_GIVEN PASSAGE_:

Retrieval Augmented Generation
Using a Non-parametric memory (basically a vector database) to store relevant data and then using a trained neural retriever to retrieve relevant data. This makes sure that the model uses relevant information than relying on the pre-trained weights.
It was introduced in [1]

(Image taken from [1] )
Three Components:
- Neural Retreiver (Ex: Dense Passage Retriever)
- Generative Model (Ex: Transformer)
- Non parametric memory(Ex: Vector Database)
Combine them together and then finetune them.
Treating the retrieved document as a given latent variable to condition the generation. We can either condition on the same document for every target token in a sequence or have a different one for each target token
Dense Passage Retriever - Encode the document and query using BERT and then maximize the inner product of them, this can be done in an approximate manner in sub-linear time. (How it is achieved is an interesting area to look into - I will write about it later)

_TASKS_:
(1) Answer these from the notes on retrieval augmented generation:
(a) What is the non-parametric memory, basically?
(b) What example is given for the generative model?
(c) What does Dense Passage Retriever use to encode the document and query?
(2) Resume the notes on retrieval augmented generation, picking up after their last sentence.
The entries after this are separate material and have no connection to the notes on retrieval augmented generation.

_SUPPLIED RECORDS_:
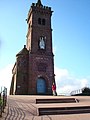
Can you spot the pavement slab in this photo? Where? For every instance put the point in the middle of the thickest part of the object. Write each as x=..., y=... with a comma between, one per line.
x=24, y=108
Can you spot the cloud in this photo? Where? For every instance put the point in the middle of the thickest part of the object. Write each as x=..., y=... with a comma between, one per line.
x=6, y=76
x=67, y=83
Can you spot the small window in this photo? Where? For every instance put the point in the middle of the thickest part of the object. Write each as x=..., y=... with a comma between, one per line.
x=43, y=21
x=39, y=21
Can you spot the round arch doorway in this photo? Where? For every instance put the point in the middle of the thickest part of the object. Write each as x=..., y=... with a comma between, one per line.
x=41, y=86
--
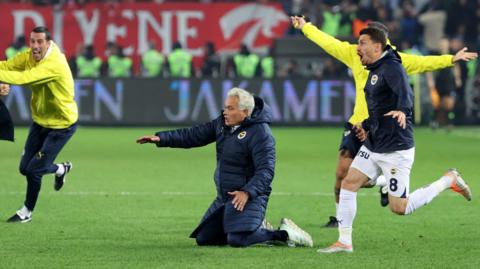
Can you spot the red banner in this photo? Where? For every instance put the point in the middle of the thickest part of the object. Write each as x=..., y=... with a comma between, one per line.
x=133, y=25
--
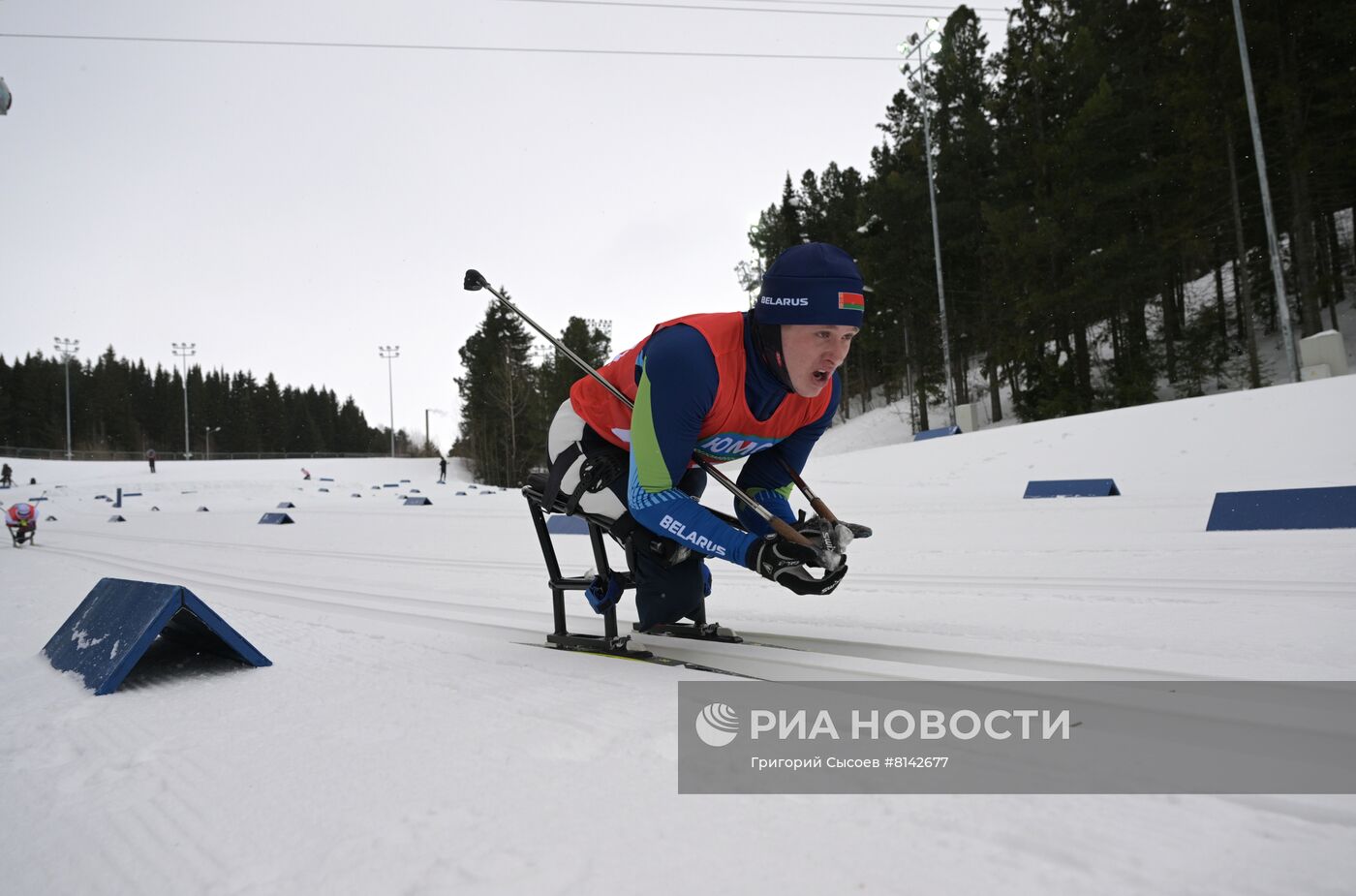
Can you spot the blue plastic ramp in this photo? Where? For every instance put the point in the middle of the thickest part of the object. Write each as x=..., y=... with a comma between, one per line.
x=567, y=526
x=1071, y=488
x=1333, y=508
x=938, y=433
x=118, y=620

_NUMBERED RESPONSES_:
(1)
(a) A vector database.
(b) Transformer.
(c) BERT.

(2)
Only the query encoder and the generator are finetuned.
Self-RAG
The earlier told approach always retrieves documents, irrespective of whether retrieval is necessary. [2] approaches this problem by introducing special tokens, that could enable the model to output special tokens which could indicate generation and reflection on retrieved passages and it's own generations.
The Reflection tokens are as follows
- Retrieval:
- Retrieve - Given the prompt and preceding generation - Decides whether to retrieve
- Critique:
- IsREL - Given the input and document, whether the document is relevant or irrelevant
- IsSUP - Given the input, document and output, whether all of the verification worthy statements are fully supported or partially supported or no support from the document
- isUSE - Given the input and output, give a number from 5 to 1 to rate the output's usefulness to x.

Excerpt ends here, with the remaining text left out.